### Objective A
Shorten the paragraph starting "It is this neglect as heavenly citizens" in the passage on heavenly citizenship, keeping its main points.

### Passage shown
_____
Thus we will not be allied with the world, trying to make it better. While as individuals we will surely do good wherever we can, yet we must carefully avoid any compromise of our position as heavenly citizens. We will not join with those who try in an organized way to promote the betterment of mankind, realizing that only a work of God in the soul can do this—a work of the Spirit of God in saving individuals. God has saved us and called us out of this world, but then sent us back into it to do His work of calling others out of it. We will recognize that the work of the Lord by believers is done by the energy of the Spirit of God in the individual, not by man-made organizations, even if Christian in origin and membership. Someone has aptly remarked that a good principle for the Christian to follow is, “Never join anything!” The only membership Scripture knows is membership of the body of Christ, and God has made us such, not ourselves.
Dangerous Neglect
It is this neglect as heavenly citizens that has often ruined Christian character and testimony. As previously noted, when the believer allies himself with the world, even in a good cause, he must take up the world’s methods and ambitions, since the world cannot take up Christian principles. If Christians as a body try to reform the world, they run contrary to the truth that the world is under judgment and depart from their command to call souls out of this world. The call to save a particular people or nation collectively from the effects of moral and spiritual decline, while well-intentioned, is out of character for those who profess heavenly citizenship. God is not dealing today with nations, but with individuals from all nations, calling them out to be part of His church. May we understand God’s purposes and work.
The Importance of Attitude
Connected with this is our attitude toward the enforcing of right principles of justice in the world. How often our souls are indignant when we see God’s claims rejected, the Word of God laid aside, righteousness abandoned, and human passion and selfishness resulting in tyranny and misery. It is tempting for those who know right to seek to enforce it by physical power! Yet it is not the place of the heavenly citizen, for the time has not come for God to set the world right. We may talk of wars where justice or the lack of it was more evident at one time than another. But the believer does not belong to this world and should not become involved in all this.
Our blessed Saviour never became involved in righting all the injustice and sin in His day, but His words carried the weight of God’s comment on it all. Thus it should be with the believer. A well-known preacher in the nineteenth century was once accosted by some sailors on board a British naval ship and asked about his stand on the subject of a Christian’s going to war. He replied, “I believe in fair play! Suppose I go to war and meet an enemy who is not saved. Suppose I shoot him and he shoots me. He sends me straight to heaven, and I send him straight to hell. Boys, I don’t call that fair play!” May we be found using our energy to relieve suffering, help the poor, feed the hungry and above all to bring Christ before them.
_____
### Objective B
From the listing below, extract everything from the line that contains "It would be great if you could detect the white ceiling" down to the line that contains "[259, 64, 290, 80]", keeping both end lines and copying each line unchanged.

### Part of a data file
_____
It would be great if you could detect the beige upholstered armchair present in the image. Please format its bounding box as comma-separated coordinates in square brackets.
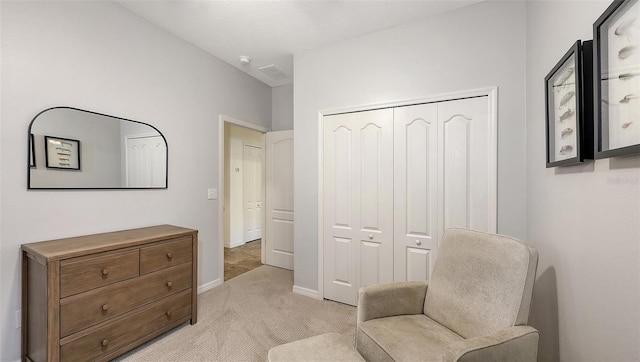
[356, 229, 539, 362]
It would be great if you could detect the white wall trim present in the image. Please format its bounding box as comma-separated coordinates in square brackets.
[292, 285, 322, 299]
[216, 114, 269, 289]
[198, 278, 224, 294]
[227, 240, 246, 248]
[318, 86, 498, 299]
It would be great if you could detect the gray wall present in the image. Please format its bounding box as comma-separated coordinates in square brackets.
[526, 1, 640, 361]
[271, 84, 293, 131]
[294, 2, 526, 290]
[0, 1, 272, 361]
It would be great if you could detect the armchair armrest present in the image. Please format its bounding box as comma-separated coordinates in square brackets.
[358, 282, 427, 323]
[445, 326, 540, 362]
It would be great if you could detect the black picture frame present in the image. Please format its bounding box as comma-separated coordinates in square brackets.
[544, 40, 593, 168]
[44, 136, 80, 171]
[29, 133, 36, 168]
[593, 0, 640, 159]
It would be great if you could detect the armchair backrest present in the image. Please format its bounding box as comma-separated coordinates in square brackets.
[424, 228, 538, 338]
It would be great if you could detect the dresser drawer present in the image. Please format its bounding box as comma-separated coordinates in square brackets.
[60, 289, 191, 361]
[60, 263, 192, 337]
[140, 237, 193, 274]
[60, 249, 140, 298]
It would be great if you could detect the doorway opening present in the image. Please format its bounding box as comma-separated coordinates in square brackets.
[219, 115, 267, 281]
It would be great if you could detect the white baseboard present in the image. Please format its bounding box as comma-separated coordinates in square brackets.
[292, 285, 320, 299]
[198, 279, 222, 294]
[228, 240, 246, 248]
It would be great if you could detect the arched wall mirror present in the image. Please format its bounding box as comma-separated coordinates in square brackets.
[27, 107, 167, 189]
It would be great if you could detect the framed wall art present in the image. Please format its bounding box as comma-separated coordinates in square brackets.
[29, 133, 36, 167]
[545, 40, 593, 168]
[44, 136, 80, 170]
[593, 0, 640, 158]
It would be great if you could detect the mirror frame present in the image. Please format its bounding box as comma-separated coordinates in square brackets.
[27, 106, 169, 190]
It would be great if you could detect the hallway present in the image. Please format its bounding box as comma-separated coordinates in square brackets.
[224, 239, 262, 281]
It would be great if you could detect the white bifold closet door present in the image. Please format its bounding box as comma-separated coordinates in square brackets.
[393, 103, 440, 281]
[323, 96, 497, 305]
[394, 97, 497, 281]
[323, 109, 393, 305]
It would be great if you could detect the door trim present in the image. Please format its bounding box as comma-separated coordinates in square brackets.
[217, 114, 269, 285]
[317, 86, 498, 300]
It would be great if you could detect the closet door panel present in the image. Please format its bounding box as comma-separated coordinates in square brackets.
[354, 109, 393, 288]
[438, 97, 497, 231]
[323, 109, 393, 305]
[394, 103, 439, 281]
[323, 115, 358, 303]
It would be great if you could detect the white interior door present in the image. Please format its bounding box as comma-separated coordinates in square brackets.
[393, 103, 440, 281]
[126, 136, 167, 187]
[323, 109, 393, 305]
[264, 131, 294, 270]
[242, 144, 263, 243]
[438, 97, 497, 232]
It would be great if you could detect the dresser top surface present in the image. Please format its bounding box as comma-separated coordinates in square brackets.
[22, 225, 198, 261]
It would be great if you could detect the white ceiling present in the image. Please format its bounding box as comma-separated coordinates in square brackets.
[116, 0, 483, 87]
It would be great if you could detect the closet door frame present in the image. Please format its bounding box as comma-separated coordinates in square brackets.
[317, 86, 498, 300]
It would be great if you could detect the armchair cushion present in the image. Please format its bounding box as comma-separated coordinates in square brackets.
[424, 229, 538, 338]
[356, 314, 463, 361]
[358, 282, 427, 322]
[356, 314, 538, 362]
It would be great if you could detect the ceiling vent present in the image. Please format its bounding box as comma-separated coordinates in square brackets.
[259, 64, 290, 80]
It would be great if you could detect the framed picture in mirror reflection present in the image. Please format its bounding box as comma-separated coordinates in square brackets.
[44, 136, 80, 170]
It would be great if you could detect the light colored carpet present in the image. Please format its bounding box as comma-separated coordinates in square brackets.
[116, 265, 356, 362]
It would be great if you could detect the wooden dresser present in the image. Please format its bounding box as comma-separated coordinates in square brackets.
[22, 225, 198, 362]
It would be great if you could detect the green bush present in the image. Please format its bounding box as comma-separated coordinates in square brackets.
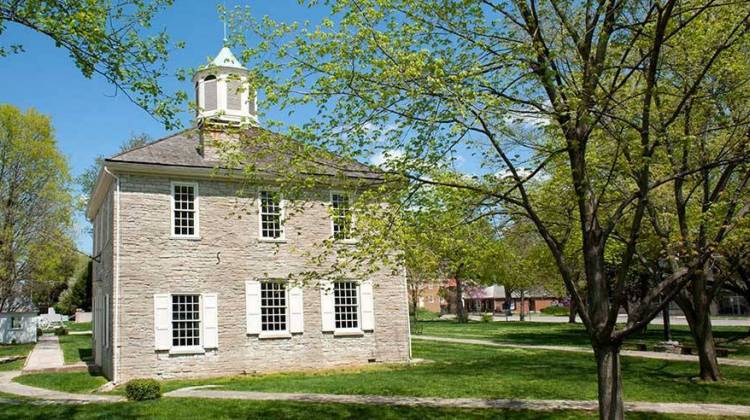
_____
### Full answer A
Neglecting their heavenly citizenship has often ruined the character and testimony of Christians. A believer who joins with the world, even for a good cause, must take up the world's methods and ambitions, because the world cannot take up Christian principles. When Christians as a body try to reform the world, they go against the truth that the world is under judgment, and they leave their command to call souls out of it. Calls to save a people or nation from moral and spiritual decline may be well-meant, but they don't fit those who claim heavenly citizenship. God is now dealing with individuals from all nations, not with nations, and is calling them out to be part of His church.

### Full answer B
It would be great if you could detect the white ceiling present in the image. Please format its bounding box as comma-separated coordinates in square brackets.
[116, 0, 483, 87]
It would be great if you could detect the closet door frame present in the image. Please format its bounding box as comma-separated coordinates in square brackets.
[317, 86, 498, 300]
It would be great if you could detect the armchair cushion present in the image. Please format its bounding box as comma-separated coordinates in square brackets.
[424, 229, 538, 338]
[356, 314, 463, 361]
[358, 282, 427, 322]
[356, 314, 538, 362]
It would be great if you could detect the ceiling vent present in the image. Please format its bounding box as comma-separated coordinates in square brackets.
[259, 64, 290, 80]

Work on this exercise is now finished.